* Text excerpt *

This culture of obfuscation and double-dealing, rather than transparency and clarity, goes to the heart of a growing anger and dissatisfaction among English community clubs with the governance of the game by senior administrators within the RFU, and the Premiership.
The financial carnage caused by the pandemic has affected every club in the English game, not just those in the Premiership.
The difference is that the problems in the Premiership were present well before the pandemic, especially in the broken financial model that saw every club apart from Exeter trading at a significant loss year after year. Most of the problems are player wage inflation.
Yet, the Premiership owners want to run the league as a private fiefdom – but one supported by RFU finance, with their cartel cornering over 60 per cent of the RFU’s funding following the PGA renegotiation in 2016.
To make matters worse, the RFU turn a blind eye to the Premiership financially handicapping the promoted side. And the governing body have handed the keys to the national academy system to the Premiership clubs, giving them control of the young talent produced by England’s community clubs and schools.
Premiership owners claim the risk of relegation stops investment in the sport, and yet most of them have made their money in the business world where risk is a fact of life, and ‘investments can go down as well as up’. Their decision to invest in Rugby Union clubs does not give them the right to total control over the future of the club game in England.
By failing to recognise this, or to provide anything that resembles a clear vision for the future, the RFU leadership is failing the sport.
This is happening at the time when every club in the country knows that the bedrock of the game, which is male participation, has fallen alarmingly at late teenage
and adult level over the last decade. Those clubs know also that despite the recent growth in the women’s game, female participation levels are relatively small, and are unlikely to come close to filling the decline in male numbers.
An uplift can only come through striking the right balance between a vibrant shop window at international and elite club level to inspire youngsters, and a thriving grassroots game that gives them the opportunity to play.
At the moment that balance is fractured, with the RFU management board basing the future of the game on a Premiership cartel which is ring-fencing already through punitive restrictive funding for any promoted side.
Any bounce back post-lockdown is dependent on the RFU offering hope and inspiration to a game in dire straits. This is evident in our report that the Championship, where owners have also invested heavily in clubs, may be reduced to six participants when it restarts in March.
This contrasts starkly with the French club leagues. They are in good shape, sustaining 44 professional clubs in the Top 14, second tier ProD2, and third tier Ligue Nationale, whereas the Championship has been virtually cut off at the knees by the lack of RFU funding – and the pain is shared all the way down the leagues. The duty of the RFU Council is to act in the interests of all its member clubs, not just 13 of them. If it fails in that duty, there is the prospect of another great schism in which there is a split between the community clubs and the Premiership.
This could lead to a new RFU administration cutting the Premiership loose, and restructuring, with the Championship becoming the top league of a merit-based promotionrelegation league system. It would mean the RFU finally being in a position to have central contracts for England international players, and to take back control of the academy system.
The RFU Council has a choice on Friday. It can become fit for purpose by blocking the ring-fence, and calling the Premiership’s bluff. Or it can fold, and watch the cracks in English rugby grow ever wider.

* Assigned task *
Reproduce word for word the passage of the rugby governance text that starts with the words containing "This is happening" and finishes with "any promoted side.". Draw only on the rugby governance text.

* Listed entries *

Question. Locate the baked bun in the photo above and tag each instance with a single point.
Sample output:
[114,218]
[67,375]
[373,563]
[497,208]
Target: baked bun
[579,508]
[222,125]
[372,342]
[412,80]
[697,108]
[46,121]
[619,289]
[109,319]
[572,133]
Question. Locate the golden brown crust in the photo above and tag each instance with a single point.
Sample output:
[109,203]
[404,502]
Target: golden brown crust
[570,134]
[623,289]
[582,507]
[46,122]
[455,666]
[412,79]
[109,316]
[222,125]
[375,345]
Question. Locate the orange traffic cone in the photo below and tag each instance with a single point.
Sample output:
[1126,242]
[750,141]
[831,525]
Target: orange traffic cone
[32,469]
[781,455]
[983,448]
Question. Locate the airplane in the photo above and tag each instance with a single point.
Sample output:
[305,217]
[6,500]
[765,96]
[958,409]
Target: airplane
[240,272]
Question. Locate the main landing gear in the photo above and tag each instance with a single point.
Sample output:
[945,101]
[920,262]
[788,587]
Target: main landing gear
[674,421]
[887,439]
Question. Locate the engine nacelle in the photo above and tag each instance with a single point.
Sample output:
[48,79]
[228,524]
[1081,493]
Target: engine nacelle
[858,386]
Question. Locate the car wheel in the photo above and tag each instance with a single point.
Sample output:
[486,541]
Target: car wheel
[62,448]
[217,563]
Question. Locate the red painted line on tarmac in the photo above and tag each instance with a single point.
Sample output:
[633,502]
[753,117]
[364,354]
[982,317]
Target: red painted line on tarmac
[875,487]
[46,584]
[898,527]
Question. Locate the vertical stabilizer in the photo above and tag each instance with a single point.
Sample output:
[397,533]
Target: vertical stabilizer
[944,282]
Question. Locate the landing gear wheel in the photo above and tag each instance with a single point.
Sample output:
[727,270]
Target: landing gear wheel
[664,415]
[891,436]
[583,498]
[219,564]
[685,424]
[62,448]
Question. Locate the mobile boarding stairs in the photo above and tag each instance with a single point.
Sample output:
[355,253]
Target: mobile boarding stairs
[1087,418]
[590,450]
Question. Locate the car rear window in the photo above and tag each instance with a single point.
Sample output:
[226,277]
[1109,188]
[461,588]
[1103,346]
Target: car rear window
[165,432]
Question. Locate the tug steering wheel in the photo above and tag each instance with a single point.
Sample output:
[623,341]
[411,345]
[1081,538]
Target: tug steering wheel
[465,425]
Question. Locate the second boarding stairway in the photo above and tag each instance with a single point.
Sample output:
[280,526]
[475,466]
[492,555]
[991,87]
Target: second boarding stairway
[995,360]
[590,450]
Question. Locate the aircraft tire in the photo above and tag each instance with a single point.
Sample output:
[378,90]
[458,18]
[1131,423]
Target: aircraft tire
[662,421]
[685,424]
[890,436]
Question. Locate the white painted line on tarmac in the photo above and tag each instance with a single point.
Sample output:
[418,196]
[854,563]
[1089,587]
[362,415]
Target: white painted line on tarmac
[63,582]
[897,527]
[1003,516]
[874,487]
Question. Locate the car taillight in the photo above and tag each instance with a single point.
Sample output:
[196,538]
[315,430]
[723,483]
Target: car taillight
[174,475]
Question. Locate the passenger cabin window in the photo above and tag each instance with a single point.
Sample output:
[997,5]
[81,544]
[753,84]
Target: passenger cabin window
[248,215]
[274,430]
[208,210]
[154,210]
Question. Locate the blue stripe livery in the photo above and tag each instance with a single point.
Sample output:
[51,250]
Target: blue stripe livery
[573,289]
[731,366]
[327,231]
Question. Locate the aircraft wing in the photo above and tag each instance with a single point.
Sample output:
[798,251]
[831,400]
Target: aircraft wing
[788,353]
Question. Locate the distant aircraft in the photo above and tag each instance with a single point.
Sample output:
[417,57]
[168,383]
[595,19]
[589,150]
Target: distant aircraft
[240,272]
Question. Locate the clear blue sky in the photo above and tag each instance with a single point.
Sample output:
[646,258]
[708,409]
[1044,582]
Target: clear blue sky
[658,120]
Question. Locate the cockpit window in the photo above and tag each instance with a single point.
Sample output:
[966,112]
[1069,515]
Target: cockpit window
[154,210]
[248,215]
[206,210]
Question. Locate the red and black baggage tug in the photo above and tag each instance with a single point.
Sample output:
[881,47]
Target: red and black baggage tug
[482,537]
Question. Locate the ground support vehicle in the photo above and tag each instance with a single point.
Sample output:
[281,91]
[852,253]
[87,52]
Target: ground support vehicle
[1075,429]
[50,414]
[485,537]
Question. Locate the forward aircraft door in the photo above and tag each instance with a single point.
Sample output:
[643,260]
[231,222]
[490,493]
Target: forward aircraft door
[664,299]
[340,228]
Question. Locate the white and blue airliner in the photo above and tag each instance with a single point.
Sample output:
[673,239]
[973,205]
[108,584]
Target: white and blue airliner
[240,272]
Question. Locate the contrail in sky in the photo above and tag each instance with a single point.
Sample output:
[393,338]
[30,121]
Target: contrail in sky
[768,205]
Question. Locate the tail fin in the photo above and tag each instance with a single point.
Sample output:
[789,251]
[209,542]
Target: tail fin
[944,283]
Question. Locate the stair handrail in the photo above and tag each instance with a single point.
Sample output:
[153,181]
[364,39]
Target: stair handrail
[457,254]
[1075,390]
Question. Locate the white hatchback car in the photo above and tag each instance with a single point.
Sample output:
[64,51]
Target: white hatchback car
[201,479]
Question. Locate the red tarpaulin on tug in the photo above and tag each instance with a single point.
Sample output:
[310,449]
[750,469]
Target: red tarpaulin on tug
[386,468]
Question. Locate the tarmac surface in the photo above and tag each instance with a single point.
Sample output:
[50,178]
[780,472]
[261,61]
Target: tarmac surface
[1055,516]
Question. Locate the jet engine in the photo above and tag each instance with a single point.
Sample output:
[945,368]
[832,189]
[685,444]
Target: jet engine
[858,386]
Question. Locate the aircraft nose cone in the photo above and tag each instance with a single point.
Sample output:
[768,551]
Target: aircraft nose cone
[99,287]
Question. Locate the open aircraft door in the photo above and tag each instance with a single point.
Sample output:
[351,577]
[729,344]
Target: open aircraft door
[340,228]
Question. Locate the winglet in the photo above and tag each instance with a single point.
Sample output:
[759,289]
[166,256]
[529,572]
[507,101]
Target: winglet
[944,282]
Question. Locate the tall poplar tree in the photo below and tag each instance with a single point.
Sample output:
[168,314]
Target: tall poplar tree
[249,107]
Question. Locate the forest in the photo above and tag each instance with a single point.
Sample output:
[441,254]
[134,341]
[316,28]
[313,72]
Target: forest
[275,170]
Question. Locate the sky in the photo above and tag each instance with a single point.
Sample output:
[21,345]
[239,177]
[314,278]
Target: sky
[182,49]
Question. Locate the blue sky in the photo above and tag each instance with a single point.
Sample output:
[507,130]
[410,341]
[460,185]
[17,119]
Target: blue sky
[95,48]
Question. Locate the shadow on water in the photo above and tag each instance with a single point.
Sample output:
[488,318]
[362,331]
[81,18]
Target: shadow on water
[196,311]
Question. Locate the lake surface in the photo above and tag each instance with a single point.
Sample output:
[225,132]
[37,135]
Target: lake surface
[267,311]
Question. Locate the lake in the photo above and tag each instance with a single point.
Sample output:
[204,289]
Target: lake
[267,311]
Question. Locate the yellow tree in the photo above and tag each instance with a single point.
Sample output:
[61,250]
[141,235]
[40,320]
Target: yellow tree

* Answer section *
This is happening at the time when every club in the country knows that the bedrock of the game, which is male participation, has fallen alarmingly at late teenage
and adult level over the last decade. Those clubs know also that despite the recent growth in the women’s game, female participation levels are relatively small, and are unlikely to come close to filling the decline in male numbers.
An uplift can only come through striking the right balance between a vibrant shop window at international and elite club level to inspire youngsters, and a thriving grassroots game that gives them the opportunity to play.
At the moment that balance is fractured, with the RFU management board basing the future of the game on a Premiership cartel which is ring-fencing already through punitive restrictive funding for any promoted side.